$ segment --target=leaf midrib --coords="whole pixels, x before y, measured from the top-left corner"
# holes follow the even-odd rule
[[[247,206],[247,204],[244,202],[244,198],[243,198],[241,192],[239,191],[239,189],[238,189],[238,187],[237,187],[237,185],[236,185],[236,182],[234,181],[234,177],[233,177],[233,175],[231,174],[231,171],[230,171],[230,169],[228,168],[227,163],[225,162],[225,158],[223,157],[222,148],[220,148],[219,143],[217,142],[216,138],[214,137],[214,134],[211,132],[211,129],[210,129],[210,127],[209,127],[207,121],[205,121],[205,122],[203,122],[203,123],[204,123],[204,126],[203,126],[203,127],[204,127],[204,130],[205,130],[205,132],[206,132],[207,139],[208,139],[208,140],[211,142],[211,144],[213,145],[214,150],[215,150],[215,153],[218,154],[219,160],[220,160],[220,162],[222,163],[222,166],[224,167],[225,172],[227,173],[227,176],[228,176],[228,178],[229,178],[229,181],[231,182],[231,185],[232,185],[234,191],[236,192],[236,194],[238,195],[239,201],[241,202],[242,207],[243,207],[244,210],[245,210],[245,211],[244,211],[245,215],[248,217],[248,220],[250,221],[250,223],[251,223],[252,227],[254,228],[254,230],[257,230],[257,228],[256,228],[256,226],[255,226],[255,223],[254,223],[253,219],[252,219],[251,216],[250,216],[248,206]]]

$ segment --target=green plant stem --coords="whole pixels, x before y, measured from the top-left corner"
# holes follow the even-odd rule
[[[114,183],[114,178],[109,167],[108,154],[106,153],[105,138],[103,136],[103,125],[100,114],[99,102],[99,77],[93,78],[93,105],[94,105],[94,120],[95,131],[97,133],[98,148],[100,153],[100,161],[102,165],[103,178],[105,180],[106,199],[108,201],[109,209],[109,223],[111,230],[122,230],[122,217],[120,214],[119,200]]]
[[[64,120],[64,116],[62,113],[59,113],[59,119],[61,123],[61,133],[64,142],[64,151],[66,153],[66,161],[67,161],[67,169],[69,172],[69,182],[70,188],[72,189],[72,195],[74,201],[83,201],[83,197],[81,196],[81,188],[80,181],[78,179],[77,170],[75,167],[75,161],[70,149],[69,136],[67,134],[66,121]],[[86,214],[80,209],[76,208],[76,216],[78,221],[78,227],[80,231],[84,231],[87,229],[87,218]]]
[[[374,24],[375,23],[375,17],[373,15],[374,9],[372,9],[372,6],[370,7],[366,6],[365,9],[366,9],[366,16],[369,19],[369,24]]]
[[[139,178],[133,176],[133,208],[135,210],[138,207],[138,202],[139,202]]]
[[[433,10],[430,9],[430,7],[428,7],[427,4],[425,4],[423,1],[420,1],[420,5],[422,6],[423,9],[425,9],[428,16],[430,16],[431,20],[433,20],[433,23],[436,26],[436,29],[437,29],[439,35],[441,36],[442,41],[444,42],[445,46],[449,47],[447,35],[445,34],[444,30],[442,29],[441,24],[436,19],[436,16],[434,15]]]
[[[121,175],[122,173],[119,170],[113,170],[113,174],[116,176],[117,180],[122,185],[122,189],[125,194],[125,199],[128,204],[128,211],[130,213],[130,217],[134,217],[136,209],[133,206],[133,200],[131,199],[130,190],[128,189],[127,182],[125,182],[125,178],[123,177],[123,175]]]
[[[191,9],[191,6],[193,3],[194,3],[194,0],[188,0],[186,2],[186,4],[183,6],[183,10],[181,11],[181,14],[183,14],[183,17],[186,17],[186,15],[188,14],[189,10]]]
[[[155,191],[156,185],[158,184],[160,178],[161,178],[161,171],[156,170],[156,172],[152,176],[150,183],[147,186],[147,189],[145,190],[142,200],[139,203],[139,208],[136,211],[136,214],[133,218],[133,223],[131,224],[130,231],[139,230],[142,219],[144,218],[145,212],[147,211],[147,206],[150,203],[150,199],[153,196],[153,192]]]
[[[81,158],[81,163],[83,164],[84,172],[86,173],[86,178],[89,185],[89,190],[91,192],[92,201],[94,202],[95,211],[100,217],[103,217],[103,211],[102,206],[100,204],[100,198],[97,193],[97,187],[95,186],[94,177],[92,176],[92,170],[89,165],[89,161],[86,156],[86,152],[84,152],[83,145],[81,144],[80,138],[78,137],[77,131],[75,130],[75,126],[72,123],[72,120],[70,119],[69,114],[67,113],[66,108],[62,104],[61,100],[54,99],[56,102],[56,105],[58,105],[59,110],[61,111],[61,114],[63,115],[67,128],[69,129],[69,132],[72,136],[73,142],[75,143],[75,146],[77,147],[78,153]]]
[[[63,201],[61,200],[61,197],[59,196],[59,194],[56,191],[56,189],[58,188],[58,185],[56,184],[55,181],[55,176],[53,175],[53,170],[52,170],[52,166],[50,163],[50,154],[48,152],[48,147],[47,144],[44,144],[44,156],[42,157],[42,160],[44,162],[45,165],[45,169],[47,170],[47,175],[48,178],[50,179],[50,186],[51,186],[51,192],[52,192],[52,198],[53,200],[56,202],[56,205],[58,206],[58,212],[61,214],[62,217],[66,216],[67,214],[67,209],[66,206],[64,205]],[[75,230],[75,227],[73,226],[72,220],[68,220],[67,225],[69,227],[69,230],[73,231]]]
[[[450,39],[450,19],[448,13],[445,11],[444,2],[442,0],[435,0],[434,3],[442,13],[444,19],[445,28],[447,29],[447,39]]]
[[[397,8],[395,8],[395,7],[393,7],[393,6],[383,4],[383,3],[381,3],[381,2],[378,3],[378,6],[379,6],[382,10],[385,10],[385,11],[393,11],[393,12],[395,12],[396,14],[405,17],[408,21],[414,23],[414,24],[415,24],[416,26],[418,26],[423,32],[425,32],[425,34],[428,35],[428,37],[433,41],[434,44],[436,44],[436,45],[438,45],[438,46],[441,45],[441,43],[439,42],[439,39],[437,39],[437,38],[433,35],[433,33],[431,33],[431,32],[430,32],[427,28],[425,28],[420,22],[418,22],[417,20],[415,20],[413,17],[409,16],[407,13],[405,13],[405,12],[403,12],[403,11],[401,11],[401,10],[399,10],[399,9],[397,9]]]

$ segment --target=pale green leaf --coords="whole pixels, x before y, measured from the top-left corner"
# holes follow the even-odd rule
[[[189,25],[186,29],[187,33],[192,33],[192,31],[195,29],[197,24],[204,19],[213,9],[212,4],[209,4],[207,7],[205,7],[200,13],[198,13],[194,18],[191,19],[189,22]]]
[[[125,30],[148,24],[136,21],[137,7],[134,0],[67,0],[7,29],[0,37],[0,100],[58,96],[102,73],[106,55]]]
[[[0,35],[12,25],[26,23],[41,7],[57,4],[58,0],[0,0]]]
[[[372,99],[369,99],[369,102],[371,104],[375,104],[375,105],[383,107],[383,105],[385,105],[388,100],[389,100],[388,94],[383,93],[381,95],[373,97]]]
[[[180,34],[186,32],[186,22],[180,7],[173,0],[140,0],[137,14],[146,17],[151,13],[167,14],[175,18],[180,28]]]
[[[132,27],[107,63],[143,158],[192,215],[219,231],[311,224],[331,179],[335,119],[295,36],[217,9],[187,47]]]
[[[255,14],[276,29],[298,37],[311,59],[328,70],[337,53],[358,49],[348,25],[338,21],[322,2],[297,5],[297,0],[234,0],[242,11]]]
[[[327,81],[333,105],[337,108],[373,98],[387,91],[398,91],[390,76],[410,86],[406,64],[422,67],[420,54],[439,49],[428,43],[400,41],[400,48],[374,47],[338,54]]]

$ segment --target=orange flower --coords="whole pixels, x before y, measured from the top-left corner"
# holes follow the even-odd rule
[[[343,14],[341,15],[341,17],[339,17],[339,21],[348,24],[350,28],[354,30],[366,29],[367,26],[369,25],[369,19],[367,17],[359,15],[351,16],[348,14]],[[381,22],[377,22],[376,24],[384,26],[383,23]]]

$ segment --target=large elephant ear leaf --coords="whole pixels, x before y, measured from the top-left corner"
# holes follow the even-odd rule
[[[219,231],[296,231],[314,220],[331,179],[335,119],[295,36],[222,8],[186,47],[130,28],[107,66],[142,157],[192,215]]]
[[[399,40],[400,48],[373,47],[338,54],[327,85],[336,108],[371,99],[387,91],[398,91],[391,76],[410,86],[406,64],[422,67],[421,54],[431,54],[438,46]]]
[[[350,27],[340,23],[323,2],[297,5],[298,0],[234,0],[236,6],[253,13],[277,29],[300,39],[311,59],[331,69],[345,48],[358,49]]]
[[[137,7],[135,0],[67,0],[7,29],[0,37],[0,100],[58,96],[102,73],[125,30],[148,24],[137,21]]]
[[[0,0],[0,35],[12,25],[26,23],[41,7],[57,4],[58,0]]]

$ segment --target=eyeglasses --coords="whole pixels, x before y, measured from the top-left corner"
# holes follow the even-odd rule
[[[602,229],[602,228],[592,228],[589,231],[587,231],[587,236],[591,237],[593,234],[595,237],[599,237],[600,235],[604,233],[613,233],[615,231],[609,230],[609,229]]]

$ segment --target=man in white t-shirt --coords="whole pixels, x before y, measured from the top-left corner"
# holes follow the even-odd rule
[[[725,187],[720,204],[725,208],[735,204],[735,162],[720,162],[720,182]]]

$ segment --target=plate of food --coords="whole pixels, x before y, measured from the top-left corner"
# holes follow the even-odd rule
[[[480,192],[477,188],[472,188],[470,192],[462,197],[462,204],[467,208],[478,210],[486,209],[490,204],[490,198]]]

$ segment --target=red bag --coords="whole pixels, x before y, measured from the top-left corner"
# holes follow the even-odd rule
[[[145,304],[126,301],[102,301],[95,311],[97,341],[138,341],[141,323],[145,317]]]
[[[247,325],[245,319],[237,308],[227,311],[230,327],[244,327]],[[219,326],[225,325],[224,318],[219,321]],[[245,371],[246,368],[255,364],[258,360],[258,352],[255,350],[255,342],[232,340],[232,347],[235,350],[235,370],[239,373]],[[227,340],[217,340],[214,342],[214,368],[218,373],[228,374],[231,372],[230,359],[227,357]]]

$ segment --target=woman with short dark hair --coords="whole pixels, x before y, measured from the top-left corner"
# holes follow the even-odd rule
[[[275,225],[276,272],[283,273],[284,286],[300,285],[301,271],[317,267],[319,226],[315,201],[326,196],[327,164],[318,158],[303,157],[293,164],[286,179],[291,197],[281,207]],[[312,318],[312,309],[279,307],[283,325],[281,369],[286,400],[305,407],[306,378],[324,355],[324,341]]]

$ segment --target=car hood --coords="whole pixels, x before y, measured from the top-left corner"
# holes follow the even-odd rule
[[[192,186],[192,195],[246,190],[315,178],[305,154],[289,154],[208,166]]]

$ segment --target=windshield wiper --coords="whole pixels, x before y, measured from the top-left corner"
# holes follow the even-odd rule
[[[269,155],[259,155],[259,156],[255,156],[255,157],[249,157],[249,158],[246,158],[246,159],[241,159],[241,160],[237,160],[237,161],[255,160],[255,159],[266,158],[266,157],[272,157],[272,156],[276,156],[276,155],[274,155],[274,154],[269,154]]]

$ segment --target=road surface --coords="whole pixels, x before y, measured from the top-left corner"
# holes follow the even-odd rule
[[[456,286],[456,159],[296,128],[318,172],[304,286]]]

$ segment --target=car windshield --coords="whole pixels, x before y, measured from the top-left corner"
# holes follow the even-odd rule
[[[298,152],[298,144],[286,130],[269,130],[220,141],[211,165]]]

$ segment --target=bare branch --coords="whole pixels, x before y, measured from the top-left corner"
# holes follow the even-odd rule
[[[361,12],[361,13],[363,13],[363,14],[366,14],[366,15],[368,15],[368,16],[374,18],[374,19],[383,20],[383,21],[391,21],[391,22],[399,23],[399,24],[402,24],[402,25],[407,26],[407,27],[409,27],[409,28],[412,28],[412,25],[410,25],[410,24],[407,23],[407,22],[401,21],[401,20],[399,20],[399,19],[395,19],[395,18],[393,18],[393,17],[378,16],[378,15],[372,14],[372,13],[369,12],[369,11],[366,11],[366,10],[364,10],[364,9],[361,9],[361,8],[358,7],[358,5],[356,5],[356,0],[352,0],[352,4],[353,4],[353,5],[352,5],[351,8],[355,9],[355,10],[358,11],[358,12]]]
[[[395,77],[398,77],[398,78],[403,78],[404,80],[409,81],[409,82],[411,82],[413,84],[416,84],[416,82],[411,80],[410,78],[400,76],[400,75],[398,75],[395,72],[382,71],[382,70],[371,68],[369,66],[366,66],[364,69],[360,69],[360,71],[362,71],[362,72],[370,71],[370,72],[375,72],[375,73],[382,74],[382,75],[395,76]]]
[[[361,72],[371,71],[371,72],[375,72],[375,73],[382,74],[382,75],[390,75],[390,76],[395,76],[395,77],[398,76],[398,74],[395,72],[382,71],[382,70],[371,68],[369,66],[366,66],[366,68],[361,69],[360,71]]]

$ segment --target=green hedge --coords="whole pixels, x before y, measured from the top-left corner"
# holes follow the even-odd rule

━━━━━━

Problem
Write down how many lines of the data above contain the word "green", with nothing else.

Answer box
3